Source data
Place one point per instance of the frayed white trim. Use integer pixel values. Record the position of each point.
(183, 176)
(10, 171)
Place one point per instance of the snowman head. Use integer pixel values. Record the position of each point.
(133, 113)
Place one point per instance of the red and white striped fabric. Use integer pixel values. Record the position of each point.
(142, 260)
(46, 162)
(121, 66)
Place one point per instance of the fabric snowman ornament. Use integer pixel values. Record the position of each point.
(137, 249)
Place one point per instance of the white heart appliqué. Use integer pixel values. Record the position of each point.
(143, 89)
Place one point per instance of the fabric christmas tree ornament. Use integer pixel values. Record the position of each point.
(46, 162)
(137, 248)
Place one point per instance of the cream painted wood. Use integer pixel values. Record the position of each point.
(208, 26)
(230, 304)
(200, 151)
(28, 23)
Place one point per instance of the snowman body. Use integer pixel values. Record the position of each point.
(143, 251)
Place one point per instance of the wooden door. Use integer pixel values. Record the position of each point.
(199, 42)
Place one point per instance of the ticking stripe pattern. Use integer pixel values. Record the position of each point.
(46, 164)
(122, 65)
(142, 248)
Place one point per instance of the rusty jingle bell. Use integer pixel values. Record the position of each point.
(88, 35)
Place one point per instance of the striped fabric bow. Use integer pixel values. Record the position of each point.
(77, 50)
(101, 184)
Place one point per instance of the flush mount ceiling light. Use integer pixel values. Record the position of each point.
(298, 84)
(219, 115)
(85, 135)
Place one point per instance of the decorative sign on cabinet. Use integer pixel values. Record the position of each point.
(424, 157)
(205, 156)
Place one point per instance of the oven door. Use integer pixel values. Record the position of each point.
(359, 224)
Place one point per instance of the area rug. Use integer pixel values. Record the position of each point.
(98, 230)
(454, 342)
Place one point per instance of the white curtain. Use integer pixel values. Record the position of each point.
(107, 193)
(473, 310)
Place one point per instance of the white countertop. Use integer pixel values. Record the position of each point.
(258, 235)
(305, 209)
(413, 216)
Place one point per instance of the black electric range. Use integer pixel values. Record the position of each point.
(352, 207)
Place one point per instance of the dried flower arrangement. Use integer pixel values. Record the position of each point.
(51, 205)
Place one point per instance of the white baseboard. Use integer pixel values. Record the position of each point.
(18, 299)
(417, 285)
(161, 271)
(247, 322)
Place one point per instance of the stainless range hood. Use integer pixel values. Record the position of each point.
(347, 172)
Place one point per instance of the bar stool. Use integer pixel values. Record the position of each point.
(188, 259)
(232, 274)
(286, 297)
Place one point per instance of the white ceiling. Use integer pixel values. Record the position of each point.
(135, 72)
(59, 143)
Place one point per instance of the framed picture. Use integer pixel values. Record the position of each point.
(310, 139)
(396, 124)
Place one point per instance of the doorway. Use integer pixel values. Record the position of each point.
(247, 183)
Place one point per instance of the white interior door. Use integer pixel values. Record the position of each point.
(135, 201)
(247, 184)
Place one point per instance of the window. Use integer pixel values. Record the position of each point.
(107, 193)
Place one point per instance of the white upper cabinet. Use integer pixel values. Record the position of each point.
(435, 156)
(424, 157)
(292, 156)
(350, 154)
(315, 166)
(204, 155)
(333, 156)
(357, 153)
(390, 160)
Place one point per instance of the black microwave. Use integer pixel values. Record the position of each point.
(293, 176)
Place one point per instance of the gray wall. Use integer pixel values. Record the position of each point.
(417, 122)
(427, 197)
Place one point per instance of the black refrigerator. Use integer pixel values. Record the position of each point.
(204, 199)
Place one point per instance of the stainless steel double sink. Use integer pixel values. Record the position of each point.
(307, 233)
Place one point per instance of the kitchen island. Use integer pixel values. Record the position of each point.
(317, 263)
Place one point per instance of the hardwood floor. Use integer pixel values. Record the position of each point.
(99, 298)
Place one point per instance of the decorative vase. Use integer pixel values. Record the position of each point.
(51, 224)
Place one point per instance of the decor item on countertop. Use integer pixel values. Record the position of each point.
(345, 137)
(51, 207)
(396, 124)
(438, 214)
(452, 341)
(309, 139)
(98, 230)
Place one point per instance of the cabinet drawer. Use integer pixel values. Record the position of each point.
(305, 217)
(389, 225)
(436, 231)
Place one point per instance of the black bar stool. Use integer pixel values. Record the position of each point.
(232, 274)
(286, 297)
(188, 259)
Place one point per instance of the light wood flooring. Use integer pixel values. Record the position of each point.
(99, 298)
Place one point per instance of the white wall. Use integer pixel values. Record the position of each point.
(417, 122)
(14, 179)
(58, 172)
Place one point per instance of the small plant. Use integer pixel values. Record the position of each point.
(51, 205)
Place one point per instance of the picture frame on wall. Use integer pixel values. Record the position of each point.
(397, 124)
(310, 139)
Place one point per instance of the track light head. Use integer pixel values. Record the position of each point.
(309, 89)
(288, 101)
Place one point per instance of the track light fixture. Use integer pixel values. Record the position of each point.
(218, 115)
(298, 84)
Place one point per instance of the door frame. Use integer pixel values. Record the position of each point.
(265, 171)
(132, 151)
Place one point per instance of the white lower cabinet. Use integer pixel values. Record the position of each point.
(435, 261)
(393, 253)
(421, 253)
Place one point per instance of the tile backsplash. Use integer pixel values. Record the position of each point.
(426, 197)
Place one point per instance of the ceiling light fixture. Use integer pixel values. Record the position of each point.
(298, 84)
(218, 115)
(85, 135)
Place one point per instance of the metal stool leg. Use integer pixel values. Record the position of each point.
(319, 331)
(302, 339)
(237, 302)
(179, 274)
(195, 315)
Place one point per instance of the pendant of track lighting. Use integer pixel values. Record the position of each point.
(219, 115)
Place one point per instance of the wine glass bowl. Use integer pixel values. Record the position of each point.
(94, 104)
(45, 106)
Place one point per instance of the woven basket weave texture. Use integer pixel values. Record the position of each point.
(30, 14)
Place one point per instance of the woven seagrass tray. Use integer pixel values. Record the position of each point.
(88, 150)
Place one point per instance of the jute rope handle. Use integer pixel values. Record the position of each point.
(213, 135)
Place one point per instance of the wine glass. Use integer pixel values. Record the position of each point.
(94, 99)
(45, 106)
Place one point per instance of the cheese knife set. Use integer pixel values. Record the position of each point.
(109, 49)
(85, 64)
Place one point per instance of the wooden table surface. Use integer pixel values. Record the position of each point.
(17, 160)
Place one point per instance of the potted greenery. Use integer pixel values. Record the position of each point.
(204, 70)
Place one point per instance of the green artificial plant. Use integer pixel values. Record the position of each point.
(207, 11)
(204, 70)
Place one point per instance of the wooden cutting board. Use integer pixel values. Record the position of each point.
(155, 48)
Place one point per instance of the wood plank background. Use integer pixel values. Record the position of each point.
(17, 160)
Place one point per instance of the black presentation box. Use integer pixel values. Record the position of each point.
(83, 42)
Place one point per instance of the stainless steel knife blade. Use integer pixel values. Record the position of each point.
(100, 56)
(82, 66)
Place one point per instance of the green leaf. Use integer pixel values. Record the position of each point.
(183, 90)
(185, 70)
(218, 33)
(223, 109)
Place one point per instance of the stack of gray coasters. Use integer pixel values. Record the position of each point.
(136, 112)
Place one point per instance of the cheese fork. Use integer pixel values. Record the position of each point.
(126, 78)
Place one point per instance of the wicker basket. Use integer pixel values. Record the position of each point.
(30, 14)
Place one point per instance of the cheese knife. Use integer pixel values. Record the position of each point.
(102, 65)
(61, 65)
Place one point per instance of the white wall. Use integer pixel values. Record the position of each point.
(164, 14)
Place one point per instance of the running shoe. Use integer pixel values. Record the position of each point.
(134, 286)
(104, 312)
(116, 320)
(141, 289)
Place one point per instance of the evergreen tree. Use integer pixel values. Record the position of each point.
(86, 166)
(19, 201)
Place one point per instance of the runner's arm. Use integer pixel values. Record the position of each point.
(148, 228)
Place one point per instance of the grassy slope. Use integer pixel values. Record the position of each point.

Your instructions
Extract, exactly as they appear, the lines from the one containing "Place one point per instance of the cheese fork." through the final line.

Written response
Place one point per instance of the cheese fork. Use integer pixel values. Record the position of each point.
(126, 78)
Place one point per instance of the wicker basket. Use integer pixel values. Record the position of each point.
(30, 14)
Place one point per instance of the cheese knife. Use integer pixel values. Record the position of each point.
(102, 65)
(61, 65)
Place one point per instance of the white wall. Use integer pixel values. Record the position of each point.
(164, 14)
Place one point per instance of the running shoe. Use integer pixel values. Record the position of each point.
(134, 286)
(104, 312)
(116, 320)
(141, 289)
Place one point per instance of the evergreen tree. Use integer pixel values. Record the position of each point.
(86, 166)
(19, 201)
Place one point per instance of the runner's arm. Use integer pixel values. Record the position of each point.
(148, 228)
Place one point per instance of the grassy slope. Use integer pixel values. Record the position of each point.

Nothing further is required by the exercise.